§ Activity
Find the line with "Query: man's short hair" in the entries below, then reproduce it and every line after it down to and including the line with "For every instance of the young", exactly.

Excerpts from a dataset
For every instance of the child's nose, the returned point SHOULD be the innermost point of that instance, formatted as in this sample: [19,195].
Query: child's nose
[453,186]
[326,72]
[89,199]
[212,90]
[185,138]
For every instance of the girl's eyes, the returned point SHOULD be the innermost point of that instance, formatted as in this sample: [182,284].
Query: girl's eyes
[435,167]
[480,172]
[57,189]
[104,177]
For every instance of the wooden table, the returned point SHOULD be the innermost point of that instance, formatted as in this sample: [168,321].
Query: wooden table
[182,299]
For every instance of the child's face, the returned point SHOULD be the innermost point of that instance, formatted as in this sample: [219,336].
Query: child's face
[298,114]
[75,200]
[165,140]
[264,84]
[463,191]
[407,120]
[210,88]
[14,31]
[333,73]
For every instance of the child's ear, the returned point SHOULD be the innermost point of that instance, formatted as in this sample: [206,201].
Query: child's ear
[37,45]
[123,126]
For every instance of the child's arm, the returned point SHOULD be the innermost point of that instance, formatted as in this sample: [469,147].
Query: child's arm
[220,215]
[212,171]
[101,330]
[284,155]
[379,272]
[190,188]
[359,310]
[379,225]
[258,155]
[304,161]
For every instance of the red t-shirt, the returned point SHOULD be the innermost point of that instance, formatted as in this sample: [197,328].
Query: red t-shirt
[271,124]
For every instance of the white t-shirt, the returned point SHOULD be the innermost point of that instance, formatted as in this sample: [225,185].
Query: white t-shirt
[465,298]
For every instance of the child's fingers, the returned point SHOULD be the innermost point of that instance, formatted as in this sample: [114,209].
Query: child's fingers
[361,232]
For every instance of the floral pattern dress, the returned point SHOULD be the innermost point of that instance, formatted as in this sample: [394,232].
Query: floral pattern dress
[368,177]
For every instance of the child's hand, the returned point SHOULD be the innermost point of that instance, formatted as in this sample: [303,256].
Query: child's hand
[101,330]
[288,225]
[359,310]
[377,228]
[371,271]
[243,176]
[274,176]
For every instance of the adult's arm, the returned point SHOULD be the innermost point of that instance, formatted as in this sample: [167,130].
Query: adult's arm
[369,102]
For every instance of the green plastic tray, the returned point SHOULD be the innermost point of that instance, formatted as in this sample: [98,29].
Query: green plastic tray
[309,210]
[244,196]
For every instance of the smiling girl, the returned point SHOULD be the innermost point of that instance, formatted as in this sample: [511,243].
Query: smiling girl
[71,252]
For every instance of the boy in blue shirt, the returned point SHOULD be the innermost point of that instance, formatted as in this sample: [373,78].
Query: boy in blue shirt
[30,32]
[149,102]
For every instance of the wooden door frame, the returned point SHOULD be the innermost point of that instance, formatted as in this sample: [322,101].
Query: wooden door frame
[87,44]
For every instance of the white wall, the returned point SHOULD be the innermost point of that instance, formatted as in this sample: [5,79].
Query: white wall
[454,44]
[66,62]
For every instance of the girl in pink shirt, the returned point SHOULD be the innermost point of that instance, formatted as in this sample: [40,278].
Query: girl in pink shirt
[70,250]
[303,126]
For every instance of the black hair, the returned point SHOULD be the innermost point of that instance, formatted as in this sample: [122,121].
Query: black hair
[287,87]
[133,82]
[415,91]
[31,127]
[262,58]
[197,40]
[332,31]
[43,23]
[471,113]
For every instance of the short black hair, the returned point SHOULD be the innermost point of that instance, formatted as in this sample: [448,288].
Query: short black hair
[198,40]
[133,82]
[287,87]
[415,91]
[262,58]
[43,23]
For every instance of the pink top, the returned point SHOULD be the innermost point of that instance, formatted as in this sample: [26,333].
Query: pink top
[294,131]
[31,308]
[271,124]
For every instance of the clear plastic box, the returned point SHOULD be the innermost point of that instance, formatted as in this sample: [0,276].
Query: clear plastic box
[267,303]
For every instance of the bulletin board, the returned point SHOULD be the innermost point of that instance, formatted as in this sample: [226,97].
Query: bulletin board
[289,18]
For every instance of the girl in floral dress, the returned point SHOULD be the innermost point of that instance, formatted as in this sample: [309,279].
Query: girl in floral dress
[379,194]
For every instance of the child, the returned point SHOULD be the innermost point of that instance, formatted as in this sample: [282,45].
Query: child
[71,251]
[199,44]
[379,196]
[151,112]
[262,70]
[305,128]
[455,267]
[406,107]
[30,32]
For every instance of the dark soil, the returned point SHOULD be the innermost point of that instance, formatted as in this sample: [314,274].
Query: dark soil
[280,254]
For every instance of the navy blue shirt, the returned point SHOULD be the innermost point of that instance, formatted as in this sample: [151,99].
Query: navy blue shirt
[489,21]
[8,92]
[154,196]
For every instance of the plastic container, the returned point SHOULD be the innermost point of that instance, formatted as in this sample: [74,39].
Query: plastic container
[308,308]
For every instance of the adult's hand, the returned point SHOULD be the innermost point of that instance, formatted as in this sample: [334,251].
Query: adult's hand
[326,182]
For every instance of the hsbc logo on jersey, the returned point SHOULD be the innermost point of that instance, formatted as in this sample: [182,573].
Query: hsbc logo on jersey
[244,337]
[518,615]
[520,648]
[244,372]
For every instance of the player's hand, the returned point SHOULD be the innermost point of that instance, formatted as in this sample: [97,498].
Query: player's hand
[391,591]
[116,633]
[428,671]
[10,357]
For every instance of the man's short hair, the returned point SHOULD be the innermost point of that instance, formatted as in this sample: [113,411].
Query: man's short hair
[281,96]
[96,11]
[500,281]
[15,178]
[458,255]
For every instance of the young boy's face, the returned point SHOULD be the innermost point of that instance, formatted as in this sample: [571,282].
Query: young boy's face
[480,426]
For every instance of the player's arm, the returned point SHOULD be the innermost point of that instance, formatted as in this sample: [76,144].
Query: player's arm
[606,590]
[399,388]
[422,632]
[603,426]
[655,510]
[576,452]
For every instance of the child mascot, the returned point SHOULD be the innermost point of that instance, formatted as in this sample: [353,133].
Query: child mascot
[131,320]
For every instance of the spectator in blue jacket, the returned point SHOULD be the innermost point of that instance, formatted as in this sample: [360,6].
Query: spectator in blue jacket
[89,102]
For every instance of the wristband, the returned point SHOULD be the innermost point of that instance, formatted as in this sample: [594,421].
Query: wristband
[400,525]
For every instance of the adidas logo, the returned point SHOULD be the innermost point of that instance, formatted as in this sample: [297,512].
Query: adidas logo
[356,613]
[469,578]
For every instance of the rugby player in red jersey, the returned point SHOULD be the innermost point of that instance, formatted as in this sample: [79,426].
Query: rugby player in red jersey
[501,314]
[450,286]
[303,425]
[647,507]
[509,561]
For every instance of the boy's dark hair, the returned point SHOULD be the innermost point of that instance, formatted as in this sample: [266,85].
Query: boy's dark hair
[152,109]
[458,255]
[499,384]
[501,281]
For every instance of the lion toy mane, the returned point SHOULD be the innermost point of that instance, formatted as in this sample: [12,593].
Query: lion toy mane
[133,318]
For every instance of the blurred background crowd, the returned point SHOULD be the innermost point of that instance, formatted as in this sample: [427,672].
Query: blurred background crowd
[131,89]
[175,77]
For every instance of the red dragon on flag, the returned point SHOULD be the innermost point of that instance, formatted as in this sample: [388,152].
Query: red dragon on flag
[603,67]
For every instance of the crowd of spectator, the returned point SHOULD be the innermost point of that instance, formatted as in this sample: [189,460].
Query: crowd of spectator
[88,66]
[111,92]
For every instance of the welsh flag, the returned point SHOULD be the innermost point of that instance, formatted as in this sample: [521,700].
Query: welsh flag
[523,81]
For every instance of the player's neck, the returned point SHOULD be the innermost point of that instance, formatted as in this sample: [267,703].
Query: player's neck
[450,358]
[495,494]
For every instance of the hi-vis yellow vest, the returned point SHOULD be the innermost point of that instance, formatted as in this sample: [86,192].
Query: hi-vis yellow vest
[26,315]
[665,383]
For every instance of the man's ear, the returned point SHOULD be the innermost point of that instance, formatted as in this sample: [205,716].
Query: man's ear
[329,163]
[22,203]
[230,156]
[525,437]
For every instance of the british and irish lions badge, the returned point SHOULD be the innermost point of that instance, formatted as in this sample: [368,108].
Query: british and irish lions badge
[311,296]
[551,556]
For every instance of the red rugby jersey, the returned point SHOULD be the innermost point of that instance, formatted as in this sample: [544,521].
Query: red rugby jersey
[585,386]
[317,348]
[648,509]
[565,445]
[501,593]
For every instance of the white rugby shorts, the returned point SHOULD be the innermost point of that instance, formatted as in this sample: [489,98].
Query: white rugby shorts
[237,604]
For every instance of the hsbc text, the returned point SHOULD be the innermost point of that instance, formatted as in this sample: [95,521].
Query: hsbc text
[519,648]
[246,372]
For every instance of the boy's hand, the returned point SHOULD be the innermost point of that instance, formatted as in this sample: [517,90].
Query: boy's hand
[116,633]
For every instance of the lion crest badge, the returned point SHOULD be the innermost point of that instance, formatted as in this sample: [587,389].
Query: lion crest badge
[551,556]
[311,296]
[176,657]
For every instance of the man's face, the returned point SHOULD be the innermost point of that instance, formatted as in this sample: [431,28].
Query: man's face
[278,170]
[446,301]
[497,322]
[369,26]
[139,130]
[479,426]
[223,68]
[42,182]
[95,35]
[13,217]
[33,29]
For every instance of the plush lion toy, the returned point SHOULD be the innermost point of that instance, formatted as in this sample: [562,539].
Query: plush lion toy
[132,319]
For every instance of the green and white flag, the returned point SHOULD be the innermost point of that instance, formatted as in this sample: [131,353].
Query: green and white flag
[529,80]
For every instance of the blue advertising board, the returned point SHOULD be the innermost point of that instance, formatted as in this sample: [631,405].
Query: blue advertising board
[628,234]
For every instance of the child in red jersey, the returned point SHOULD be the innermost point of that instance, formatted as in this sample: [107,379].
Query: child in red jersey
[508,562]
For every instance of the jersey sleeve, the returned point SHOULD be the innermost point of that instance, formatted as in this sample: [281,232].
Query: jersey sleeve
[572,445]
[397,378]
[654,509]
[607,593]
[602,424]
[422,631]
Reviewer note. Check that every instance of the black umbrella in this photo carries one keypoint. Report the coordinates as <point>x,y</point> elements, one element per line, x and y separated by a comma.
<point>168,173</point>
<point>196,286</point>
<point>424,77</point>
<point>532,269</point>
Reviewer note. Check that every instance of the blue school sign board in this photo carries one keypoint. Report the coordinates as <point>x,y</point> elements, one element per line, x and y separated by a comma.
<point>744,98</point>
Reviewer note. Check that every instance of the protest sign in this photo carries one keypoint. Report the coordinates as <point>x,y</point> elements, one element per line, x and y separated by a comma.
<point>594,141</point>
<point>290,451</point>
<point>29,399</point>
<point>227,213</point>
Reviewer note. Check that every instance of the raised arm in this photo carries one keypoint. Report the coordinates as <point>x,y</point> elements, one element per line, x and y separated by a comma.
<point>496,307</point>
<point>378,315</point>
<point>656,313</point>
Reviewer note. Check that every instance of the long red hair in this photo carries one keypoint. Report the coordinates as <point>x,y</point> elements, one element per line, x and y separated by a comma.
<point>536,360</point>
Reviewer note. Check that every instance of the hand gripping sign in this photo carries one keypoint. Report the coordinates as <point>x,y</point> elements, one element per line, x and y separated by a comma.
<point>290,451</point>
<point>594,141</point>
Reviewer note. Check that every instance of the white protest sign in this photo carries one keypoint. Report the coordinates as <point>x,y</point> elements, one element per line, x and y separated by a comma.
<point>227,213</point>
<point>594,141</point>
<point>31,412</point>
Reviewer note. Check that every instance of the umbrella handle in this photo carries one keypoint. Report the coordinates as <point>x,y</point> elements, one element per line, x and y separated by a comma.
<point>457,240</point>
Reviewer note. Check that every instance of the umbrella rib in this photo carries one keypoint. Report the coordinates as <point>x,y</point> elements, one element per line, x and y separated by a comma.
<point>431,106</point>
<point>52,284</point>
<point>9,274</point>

§ Task solution
Query: man's short hair
[281,96]
[96,11]
[500,281]
[15,178]
[458,255]
For every instance of the young boy's face, the returned point SHOULD be the innermost point of that instance, formatted as in this sample: [571,282].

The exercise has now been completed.